Task to carry out: Extract each line of the data below verbatim, omitting the pictures.

Entries from a point annotation set:
________________________________________

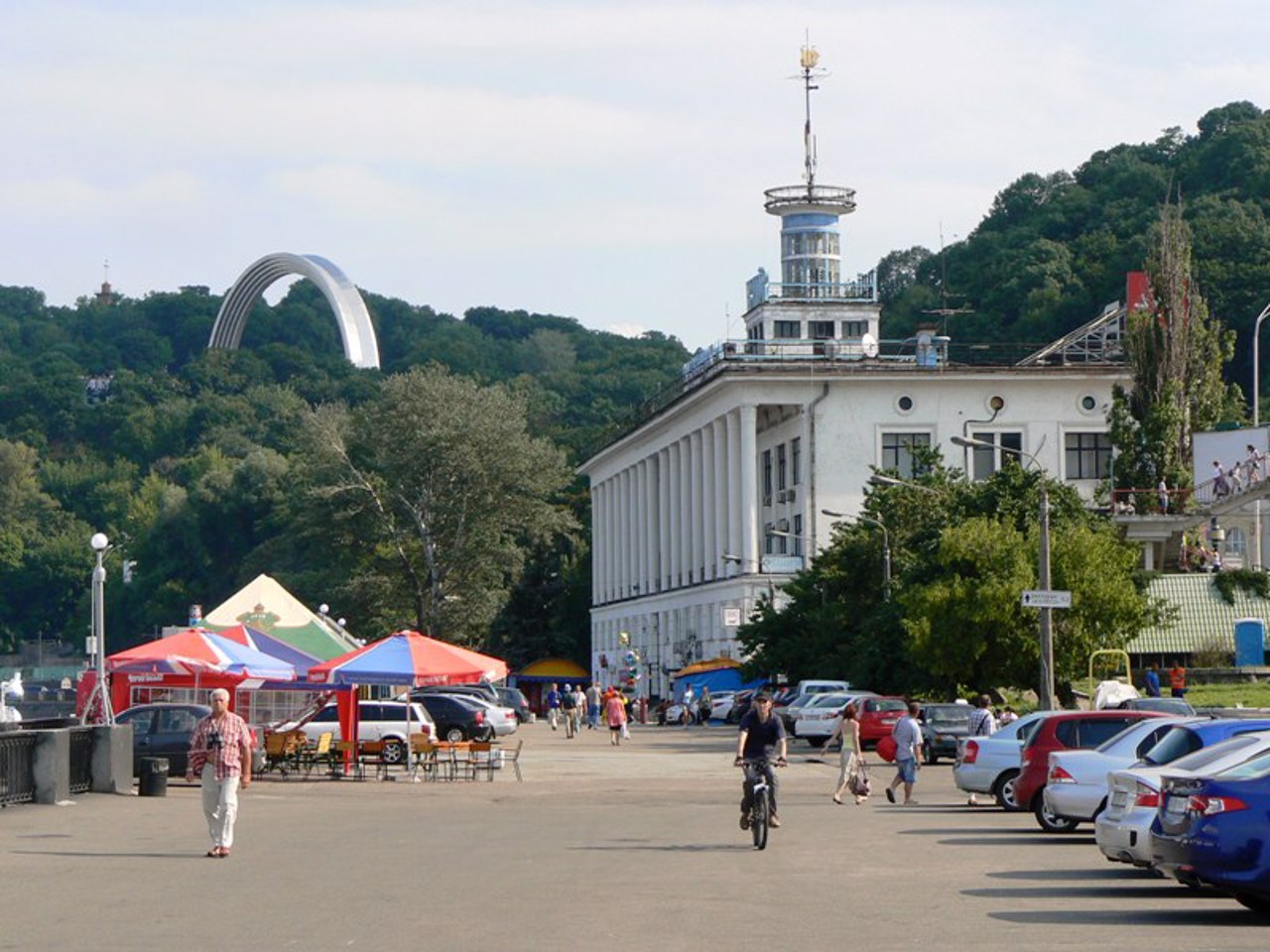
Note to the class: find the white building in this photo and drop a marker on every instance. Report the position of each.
(716, 497)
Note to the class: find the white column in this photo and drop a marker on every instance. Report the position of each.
(674, 511)
(663, 520)
(685, 529)
(708, 556)
(720, 494)
(749, 486)
(735, 539)
(698, 486)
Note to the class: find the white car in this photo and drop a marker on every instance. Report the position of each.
(991, 765)
(1076, 785)
(376, 720)
(1123, 830)
(817, 720)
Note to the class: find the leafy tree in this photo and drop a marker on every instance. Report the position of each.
(441, 490)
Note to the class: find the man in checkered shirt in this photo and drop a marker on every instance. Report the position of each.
(220, 752)
(982, 724)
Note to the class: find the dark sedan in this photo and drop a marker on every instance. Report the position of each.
(456, 717)
(163, 730)
(943, 726)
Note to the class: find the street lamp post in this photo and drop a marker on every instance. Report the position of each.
(885, 547)
(100, 546)
(1046, 689)
(1256, 421)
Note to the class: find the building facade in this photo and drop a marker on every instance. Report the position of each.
(716, 498)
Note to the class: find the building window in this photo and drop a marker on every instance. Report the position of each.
(897, 452)
(985, 461)
(1088, 456)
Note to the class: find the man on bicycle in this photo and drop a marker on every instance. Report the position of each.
(761, 735)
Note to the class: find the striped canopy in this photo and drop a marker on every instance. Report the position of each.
(195, 652)
(409, 657)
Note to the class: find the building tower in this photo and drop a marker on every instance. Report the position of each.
(812, 293)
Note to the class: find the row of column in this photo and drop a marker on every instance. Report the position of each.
(667, 521)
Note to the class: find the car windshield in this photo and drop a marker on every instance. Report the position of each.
(948, 716)
(1178, 743)
(1203, 757)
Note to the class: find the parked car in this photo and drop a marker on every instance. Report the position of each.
(878, 717)
(1076, 787)
(1165, 705)
(376, 721)
(1123, 829)
(1065, 730)
(1210, 830)
(516, 699)
(163, 730)
(991, 765)
(456, 717)
(820, 717)
(944, 726)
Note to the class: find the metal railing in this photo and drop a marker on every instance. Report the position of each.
(81, 761)
(17, 769)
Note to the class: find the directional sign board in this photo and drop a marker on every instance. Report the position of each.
(1039, 598)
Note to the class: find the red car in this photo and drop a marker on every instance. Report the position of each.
(878, 717)
(1067, 730)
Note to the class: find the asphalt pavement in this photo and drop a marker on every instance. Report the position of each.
(634, 847)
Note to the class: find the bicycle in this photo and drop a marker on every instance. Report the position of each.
(760, 796)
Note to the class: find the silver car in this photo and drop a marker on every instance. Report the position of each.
(1123, 830)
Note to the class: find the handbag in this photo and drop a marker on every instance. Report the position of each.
(858, 782)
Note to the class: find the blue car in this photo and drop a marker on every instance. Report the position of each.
(1214, 830)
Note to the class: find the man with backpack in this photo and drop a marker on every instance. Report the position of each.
(570, 705)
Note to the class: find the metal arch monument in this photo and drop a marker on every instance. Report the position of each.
(354, 324)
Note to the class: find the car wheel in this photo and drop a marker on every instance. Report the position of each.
(1051, 821)
(394, 752)
(1005, 791)
(1254, 901)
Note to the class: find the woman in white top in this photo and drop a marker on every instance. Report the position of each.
(851, 760)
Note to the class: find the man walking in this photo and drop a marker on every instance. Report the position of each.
(220, 752)
(982, 724)
(554, 705)
(593, 707)
(908, 748)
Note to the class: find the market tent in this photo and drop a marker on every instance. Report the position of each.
(263, 604)
(199, 654)
(404, 657)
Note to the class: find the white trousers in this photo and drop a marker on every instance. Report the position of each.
(220, 806)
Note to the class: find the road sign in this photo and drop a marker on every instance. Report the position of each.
(1039, 598)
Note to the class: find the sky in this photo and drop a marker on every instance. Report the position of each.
(598, 160)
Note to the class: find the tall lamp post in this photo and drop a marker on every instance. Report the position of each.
(100, 546)
(1046, 689)
(885, 546)
(1256, 421)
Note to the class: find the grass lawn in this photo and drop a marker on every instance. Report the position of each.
(1228, 694)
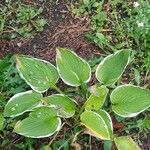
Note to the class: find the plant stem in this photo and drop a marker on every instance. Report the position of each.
(80, 112)
(58, 90)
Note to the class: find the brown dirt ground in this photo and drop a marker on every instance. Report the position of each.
(63, 31)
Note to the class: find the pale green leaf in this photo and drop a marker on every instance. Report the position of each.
(1, 120)
(73, 70)
(125, 143)
(39, 74)
(42, 122)
(95, 124)
(107, 120)
(97, 98)
(22, 102)
(112, 67)
(63, 104)
(129, 100)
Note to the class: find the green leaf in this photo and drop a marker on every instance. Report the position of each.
(112, 67)
(97, 98)
(107, 145)
(39, 74)
(63, 104)
(73, 70)
(22, 102)
(107, 120)
(129, 100)
(42, 122)
(96, 124)
(1, 120)
(125, 143)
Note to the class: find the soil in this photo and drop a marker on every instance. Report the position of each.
(63, 30)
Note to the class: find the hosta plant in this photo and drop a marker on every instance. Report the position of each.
(41, 116)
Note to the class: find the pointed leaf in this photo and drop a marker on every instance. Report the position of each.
(126, 143)
(39, 74)
(42, 122)
(107, 120)
(63, 104)
(1, 120)
(95, 124)
(112, 67)
(73, 70)
(97, 98)
(129, 100)
(22, 102)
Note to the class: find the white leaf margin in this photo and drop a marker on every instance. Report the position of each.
(48, 135)
(109, 57)
(94, 133)
(27, 110)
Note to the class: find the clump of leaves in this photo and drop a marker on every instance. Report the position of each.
(45, 113)
(17, 18)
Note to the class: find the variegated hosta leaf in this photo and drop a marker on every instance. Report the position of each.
(39, 74)
(73, 70)
(63, 104)
(98, 124)
(97, 98)
(1, 120)
(129, 100)
(107, 120)
(112, 67)
(42, 122)
(125, 143)
(22, 102)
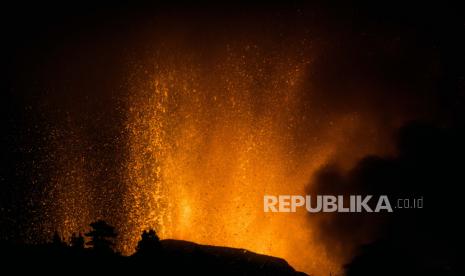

________________________________________

Result of the task:
Note to the class: find the white building in this photo and drop a marker on every instance. Report the position of each.
(716, 497)
Note to the class: find the white column in this photo and drop a marker on every instance. Report the position of each.
(674, 511)
(663, 520)
(685, 529)
(708, 556)
(720, 494)
(749, 486)
(735, 539)
(698, 486)
Note to the class: find the white car in this photo and drop a marker on every instance. Report the position of each.
(991, 765)
(1076, 785)
(376, 720)
(1123, 830)
(817, 720)
Note to the class: find the leafy tree in this photo and drop a marker on every instance. Report the position of each.
(441, 490)
Note to the class: find the man in checkered shirt in this photo and drop a marker on every instance. Report the position of each.
(220, 752)
(982, 724)
Note to the class: find the dark sedan in this photo and drop a marker on every instance. Report the position of each.
(456, 717)
(163, 730)
(943, 726)
Note to the class: find the street lamp post in this photo and drop a marker on every instance. Report the position of each.
(885, 547)
(100, 546)
(1046, 689)
(1256, 421)
Note to the class: find the building facade in this photo and drop a marker on every instance. Report the position of each.
(716, 498)
Note to the class: find the building window in this photo and drop a marker on every instance. Report the position of each.
(897, 452)
(985, 461)
(1088, 456)
Note to the class: find the man on bicycle in this photo and drop a marker on every instance. Report the position of each.
(761, 735)
Note to the class: find the striped canopy in this photo and drop a marker on every instance. Report the position of each.
(195, 652)
(409, 657)
Note to the class: find the building tower in this photo and drop a marker on every instance. Report the position of each.
(812, 293)
Note to the class: find the row of column in this photo and drop a marker on every instance. Report the position of each.
(667, 521)
Note to the class: find the car windshield in this photo and drop a marker on every instance. Report the position of each.
(948, 716)
(1178, 743)
(1203, 757)
Note to the class: find the parked car in this photo and drop a marker on every instance. Report the position of each.
(878, 717)
(1076, 787)
(1165, 705)
(376, 721)
(1123, 829)
(1065, 730)
(1210, 830)
(516, 699)
(163, 730)
(991, 765)
(456, 717)
(820, 717)
(944, 726)
Note to the class: find the metal railing in this photo and drop a marker on every instance. Report the position of each.
(81, 761)
(17, 769)
Note to the class: find the directional sign board in this photo and drop a marker on every instance. Report the position of each.
(1039, 598)
Note to the class: find the red car in this photo and drop a marker on every instance. Report the position of each.
(878, 717)
(1067, 730)
Note to the class: find the asphalt pavement in this photo and drop a marker on every instance. Report the position of each.
(634, 847)
Note to the class: find the bicycle in this photo and drop a marker on every instance. Report the position of each.
(760, 796)
Note to the class: find the silver car in this photo and drop a marker on every instance. Report the position of each.
(1123, 830)
Note to the class: find the handbag in this photo and drop a marker on every instance. Report the position of each.
(858, 782)
Note to the class: find the blue car in this photo and drop a marker on every instance. Report the position of each.
(1214, 830)
Note to the class: find the man with backpack in this photo and drop a marker on every instance. Report the position of each.
(570, 705)
Note to the class: find the metal arch monument in this photo and drop a marker on every instance. Report the position of each.
(354, 324)
Note to the class: find the car wheel in this photo and drop a marker on every instance. Report the position of each.
(1051, 821)
(394, 752)
(1005, 791)
(1254, 901)
Note to the class: find the woman in white top in this photo and drop a marker on every instance. Report the position of each.
(851, 760)
Note to the class: find the man walking in this photo and drop a marker on every instance. Report the position of each.
(220, 752)
(982, 724)
(554, 705)
(593, 707)
(908, 748)
Note to the class: find the market tent in this photo and drop a marker on every instance. Report the position of each.
(263, 604)
(199, 654)
(404, 657)
Note to the class: find the white trousers in this photo and drop a marker on every instance. Report the position of each.
(220, 806)
Note to the class: find the road sign in this photo and drop a marker on every instance. Report the position of each.
(1039, 598)
Note to the class: find the sky in this photo and drop a marker on every instance. Report the position of each.
(598, 160)
Note to the class: find the tall lamp post in this photo and drop a marker on every instance. Report the position of each.
(100, 546)
(1046, 689)
(885, 546)
(1256, 421)
Note to the class: find the grass lawn in this photo and drop a marker on every instance. Report the position of each.
(1228, 694)
Note to the class: find the plant stem in this photo and drop a marker on every instance. Report the position of each.
(80, 112)
(58, 90)
Note to the class: find the brown dirt ground in this photo and drop a marker on every instance. Report the position of each.
(63, 31)
Note to the class: find the pale green leaf in this photo and drop a marker on every instance. Report the position of each.
(1, 120)
(73, 70)
(125, 143)
(39, 74)
(42, 122)
(95, 124)
(107, 120)
(97, 98)
(22, 102)
(112, 67)
(63, 104)
(129, 100)
Note to the class: find the green leaf in this photo and drop a marker on every instance. Report the position of each.
(112, 67)
(97, 98)
(107, 145)
(39, 74)
(63, 104)
(73, 70)
(22, 102)
(107, 120)
(129, 100)
(42, 122)
(96, 124)
(1, 120)
(125, 143)
Note to the class: find the soil in this photo and drop a marker on every instance. Report the position of each.
(63, 30)
Note to the class: find the hosta plant in this photo and drop a marker on every instance. Report the position of each.
(41, 116)
Note to the class: find the pointed leaf in this photo and drop a marker on every instance. Report the position of each.
(126, 143)
(39, 74)
(42, 122)
(107, 120)
(63, 104)
(1, 120)
(95, 124)
(112, 67)
(73, 70)
(97, 98)
(129, 100)
(22, 102)
Note to the class: find the white leaf margin in this photo and drop a marker on every instance. Report the position of each.
(48, 135)
(109, 57)
(94, 133)
(27, 110)
Note to the class: find the clump of leaves in this photo and drop a marker on every instance. Report the position of each.
(45, 113)
(17, 18)
Note to the class: find the variegated hosta leaf in this photo and drop a marker on every instance. Report the position of each.
(39, 74)
(73, 70)
(63, 104)
(98, 124)
(97, 98)
(1, 120)
(129, 100)
(107, 120)
(112, 67)
(42, 122)
(125, 143)
(22, 102)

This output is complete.